- [Dataset entries]:
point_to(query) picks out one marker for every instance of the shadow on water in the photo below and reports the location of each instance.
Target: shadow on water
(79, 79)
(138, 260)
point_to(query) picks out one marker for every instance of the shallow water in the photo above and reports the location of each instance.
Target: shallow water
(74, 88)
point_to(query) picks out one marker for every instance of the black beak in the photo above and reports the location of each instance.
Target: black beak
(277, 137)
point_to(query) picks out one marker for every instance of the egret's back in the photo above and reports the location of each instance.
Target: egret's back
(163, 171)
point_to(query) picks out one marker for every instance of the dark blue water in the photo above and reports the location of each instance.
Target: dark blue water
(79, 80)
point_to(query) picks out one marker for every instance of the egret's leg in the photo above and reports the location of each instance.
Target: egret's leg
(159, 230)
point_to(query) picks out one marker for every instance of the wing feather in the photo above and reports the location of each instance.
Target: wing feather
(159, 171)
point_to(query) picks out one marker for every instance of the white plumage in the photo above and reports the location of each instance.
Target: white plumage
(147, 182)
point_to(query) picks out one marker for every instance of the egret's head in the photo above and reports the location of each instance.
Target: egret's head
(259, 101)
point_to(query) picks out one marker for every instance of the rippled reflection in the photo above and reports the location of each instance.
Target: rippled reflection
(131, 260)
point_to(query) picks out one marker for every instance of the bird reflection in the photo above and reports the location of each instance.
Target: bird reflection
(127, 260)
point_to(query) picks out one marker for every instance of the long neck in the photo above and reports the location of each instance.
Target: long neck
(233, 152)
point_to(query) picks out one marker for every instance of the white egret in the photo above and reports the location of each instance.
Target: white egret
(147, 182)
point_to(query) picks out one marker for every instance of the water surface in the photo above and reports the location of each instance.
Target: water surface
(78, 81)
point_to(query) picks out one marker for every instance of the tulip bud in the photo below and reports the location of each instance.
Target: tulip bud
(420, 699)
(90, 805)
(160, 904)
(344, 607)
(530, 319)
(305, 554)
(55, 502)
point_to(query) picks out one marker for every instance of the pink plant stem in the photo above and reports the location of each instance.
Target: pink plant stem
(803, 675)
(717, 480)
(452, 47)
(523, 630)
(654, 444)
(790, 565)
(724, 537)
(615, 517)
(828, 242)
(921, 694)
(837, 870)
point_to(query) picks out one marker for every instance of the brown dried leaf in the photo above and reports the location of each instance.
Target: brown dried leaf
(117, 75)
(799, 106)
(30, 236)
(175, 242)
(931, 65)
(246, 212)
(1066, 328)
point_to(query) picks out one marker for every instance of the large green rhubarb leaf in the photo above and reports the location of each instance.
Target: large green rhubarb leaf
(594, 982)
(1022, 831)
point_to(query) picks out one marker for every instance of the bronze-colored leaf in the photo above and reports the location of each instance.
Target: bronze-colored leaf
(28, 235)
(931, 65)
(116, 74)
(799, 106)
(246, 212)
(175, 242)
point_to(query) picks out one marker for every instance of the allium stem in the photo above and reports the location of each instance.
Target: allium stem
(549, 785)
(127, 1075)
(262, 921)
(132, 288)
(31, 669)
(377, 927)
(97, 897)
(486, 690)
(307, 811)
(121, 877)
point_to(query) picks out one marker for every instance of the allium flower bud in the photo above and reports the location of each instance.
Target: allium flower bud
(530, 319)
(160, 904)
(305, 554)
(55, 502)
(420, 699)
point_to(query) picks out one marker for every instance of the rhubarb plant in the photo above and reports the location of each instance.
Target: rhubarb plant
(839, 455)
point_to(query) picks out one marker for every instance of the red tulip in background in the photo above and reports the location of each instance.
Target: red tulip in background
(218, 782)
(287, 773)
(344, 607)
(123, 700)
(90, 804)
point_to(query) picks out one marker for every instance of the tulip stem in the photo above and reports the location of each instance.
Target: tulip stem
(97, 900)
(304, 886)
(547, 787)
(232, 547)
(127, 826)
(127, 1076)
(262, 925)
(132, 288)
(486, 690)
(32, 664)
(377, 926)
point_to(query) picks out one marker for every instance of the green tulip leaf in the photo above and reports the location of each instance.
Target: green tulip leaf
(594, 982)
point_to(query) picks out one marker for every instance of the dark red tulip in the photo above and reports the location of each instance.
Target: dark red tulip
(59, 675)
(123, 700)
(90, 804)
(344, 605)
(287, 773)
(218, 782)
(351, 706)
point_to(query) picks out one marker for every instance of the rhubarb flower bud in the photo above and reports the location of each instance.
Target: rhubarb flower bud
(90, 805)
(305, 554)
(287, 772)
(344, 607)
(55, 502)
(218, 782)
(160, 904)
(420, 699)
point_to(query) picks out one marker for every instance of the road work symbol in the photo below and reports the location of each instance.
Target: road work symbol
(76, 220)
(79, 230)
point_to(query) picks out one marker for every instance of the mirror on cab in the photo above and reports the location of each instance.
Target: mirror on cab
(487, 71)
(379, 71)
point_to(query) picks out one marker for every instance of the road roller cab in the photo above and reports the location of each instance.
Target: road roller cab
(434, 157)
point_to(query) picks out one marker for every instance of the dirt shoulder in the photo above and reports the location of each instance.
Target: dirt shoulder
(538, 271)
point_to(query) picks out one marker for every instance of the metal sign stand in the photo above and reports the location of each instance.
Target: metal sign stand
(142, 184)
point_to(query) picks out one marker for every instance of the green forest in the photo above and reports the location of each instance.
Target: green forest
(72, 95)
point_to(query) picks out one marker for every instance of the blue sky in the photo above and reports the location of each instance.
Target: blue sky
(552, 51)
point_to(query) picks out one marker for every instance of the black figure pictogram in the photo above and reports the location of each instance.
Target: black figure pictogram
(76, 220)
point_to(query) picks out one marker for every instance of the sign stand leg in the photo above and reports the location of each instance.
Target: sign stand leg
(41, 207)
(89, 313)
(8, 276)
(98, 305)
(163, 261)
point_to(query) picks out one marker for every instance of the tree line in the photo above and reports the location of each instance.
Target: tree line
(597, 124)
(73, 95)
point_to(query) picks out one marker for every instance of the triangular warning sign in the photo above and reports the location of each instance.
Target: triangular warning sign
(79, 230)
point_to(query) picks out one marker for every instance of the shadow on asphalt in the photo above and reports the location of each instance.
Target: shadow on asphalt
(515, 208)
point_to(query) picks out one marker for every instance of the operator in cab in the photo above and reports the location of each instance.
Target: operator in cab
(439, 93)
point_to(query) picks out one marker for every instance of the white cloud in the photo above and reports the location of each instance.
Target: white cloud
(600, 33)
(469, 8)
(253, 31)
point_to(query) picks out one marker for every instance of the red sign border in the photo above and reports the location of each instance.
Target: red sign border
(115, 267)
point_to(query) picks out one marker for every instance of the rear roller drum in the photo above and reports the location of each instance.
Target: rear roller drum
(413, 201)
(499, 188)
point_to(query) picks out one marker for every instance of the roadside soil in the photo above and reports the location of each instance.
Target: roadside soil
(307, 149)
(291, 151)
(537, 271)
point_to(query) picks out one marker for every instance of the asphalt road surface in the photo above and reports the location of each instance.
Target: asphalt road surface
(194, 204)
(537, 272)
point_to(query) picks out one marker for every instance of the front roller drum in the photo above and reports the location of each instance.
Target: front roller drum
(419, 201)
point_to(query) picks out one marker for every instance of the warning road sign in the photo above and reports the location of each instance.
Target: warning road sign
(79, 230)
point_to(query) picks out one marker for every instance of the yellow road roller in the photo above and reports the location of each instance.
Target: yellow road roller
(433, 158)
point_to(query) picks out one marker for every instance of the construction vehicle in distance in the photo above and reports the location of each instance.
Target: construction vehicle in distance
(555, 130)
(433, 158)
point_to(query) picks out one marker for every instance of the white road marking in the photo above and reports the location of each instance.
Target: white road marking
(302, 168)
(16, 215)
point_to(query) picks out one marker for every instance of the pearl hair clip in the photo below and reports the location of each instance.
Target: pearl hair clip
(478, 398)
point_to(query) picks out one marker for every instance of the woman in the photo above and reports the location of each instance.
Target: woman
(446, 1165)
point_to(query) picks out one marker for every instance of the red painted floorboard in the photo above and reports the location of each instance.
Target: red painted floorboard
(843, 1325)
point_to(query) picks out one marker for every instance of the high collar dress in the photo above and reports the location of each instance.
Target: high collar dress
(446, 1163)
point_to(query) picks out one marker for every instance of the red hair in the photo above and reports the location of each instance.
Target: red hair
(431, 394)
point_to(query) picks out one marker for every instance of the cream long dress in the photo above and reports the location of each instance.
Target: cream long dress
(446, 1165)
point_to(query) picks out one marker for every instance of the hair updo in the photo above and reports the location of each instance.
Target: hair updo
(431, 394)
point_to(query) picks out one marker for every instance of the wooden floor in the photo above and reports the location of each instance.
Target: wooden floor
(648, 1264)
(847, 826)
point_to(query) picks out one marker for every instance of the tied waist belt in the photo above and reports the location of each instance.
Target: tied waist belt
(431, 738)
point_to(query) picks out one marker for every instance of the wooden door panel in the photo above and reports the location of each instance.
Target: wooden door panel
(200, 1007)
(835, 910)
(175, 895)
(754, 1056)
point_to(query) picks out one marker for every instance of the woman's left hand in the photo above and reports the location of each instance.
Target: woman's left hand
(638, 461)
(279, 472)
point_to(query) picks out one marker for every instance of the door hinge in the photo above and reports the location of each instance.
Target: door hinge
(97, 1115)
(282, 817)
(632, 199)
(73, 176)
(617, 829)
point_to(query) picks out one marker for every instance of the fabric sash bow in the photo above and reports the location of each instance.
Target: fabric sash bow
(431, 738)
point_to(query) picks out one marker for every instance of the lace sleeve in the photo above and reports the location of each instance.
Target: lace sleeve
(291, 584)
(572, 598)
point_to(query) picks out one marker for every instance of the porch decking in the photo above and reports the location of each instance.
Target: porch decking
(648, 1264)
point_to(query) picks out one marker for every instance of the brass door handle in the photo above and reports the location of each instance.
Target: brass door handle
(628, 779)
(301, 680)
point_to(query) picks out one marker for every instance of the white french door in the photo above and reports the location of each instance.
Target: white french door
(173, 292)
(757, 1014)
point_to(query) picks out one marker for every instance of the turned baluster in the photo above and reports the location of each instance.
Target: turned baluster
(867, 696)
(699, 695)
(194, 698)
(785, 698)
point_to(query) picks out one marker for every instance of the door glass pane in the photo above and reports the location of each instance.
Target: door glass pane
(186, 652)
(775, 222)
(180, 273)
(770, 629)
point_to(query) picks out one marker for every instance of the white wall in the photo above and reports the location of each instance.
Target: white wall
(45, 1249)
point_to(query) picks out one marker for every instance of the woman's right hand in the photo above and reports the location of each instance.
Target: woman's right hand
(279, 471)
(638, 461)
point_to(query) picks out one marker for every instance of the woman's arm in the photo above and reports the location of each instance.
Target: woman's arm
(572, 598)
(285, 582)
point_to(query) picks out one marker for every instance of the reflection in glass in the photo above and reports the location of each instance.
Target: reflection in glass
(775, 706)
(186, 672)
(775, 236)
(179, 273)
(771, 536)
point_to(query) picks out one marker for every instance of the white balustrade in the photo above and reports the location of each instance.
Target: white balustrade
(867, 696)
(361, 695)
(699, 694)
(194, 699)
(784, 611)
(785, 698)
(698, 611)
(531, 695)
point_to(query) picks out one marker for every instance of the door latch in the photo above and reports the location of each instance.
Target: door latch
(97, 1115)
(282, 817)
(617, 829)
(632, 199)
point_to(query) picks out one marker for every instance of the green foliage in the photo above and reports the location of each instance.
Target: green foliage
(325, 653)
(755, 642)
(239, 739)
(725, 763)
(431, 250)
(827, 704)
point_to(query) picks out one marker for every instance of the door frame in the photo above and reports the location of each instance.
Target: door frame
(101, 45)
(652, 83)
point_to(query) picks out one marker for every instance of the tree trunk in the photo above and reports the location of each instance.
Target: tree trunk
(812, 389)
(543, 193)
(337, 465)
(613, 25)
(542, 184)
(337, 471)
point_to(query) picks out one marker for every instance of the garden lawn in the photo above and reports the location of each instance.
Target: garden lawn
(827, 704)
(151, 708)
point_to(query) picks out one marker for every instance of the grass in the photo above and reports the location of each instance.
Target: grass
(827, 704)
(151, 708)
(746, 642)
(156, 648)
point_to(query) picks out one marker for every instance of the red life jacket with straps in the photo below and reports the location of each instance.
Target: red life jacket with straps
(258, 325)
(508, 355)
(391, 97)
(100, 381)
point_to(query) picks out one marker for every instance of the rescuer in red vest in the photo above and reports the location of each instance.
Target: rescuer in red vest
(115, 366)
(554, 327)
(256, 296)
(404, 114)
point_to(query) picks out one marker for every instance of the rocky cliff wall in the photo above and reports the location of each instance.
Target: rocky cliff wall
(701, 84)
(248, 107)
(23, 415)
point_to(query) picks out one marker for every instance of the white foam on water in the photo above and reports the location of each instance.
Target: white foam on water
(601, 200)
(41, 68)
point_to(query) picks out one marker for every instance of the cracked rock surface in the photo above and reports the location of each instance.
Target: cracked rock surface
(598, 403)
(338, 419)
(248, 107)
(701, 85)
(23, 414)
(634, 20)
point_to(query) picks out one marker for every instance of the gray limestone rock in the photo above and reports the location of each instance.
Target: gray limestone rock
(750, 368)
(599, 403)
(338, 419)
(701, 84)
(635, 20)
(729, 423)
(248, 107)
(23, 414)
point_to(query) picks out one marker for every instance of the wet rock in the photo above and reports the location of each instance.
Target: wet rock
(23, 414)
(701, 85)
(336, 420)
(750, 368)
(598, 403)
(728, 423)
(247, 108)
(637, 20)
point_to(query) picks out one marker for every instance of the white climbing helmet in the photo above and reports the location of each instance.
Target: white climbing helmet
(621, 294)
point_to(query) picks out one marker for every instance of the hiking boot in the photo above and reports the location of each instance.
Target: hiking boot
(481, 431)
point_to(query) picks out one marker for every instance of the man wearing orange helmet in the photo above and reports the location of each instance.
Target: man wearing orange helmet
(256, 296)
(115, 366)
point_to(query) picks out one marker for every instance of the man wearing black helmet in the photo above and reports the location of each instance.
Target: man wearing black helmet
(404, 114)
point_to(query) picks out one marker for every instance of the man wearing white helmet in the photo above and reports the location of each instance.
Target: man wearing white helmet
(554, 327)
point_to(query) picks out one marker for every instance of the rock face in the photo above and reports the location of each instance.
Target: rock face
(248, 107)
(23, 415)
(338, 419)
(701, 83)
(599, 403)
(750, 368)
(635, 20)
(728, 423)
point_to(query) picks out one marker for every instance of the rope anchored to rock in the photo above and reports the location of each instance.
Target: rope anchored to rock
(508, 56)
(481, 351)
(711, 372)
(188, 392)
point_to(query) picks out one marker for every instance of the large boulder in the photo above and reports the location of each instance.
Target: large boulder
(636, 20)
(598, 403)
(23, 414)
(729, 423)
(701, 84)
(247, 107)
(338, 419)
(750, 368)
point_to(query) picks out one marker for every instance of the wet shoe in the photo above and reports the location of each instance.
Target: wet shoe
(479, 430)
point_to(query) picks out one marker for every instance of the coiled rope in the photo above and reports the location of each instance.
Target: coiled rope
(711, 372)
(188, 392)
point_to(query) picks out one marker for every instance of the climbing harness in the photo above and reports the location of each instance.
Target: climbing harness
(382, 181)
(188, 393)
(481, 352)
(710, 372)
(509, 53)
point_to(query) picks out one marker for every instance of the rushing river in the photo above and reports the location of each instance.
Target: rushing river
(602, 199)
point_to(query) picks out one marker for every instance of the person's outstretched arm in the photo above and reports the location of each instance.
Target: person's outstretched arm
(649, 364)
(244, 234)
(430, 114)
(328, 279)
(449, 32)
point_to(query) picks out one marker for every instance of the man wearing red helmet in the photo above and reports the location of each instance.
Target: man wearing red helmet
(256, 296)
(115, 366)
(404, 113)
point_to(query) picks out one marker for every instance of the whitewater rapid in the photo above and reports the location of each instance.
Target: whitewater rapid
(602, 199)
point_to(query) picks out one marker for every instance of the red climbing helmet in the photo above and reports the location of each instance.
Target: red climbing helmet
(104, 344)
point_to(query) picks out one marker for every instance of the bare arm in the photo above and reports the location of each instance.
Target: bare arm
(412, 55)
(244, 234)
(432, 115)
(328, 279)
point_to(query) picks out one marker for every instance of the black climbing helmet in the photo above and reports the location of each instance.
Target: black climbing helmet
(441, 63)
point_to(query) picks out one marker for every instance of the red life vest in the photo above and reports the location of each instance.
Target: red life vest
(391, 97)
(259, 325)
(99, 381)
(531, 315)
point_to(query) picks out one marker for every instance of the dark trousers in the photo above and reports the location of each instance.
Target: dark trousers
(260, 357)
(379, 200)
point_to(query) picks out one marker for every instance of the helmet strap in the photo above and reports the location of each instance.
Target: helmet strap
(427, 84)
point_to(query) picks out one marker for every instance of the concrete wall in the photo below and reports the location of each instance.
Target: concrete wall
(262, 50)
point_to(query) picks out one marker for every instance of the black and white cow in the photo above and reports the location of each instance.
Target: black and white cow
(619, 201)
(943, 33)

- [Given instruction]:
Take the line that contains "of the bare" and every line after it through the end of the listing above, and repeat them exactly.

- [Finished exercise]:
point_to(query) picks out one marker for every instance of the bare arm in the photo above and reports the location of each instance.
Target: bare arm
(412, 55)
(244, 234)
(432, 115)
(328, 279)
point_to(query) picks out one marker for every instance of the black climbing helmet in the photo above and reports the location of each instance.
Target: black climbing helmet
(441, 63)
point_to(query) picks out one marker for every instance of the red life vest in the photo above and reports the location of each instance.
Target: red life vest
(391, 97)
(259, 325)
(99, 381)
(531, 315)
point_to(query) picks out one marker for every instance of the dark trousers in the photo above and reports the location of each instance.
Target: dark trousers
(260, 357)
(379, 200)
point_to(query) picks out one marker for every instance of the helmet strap in the photo above and reports the location of each instance.
Target: helmet strap
(427, 84)
point_to(query) picks out one marker for every instance of the concrete wall in the photo below and reports the location of each instance.
Target: concrete wall
(262, 50)
point_to(query) picks out one marker for every instance of the black and white cow in the photo above and reports the location of each instance.
Target: black and white cow
(619, 201)
(943, 33)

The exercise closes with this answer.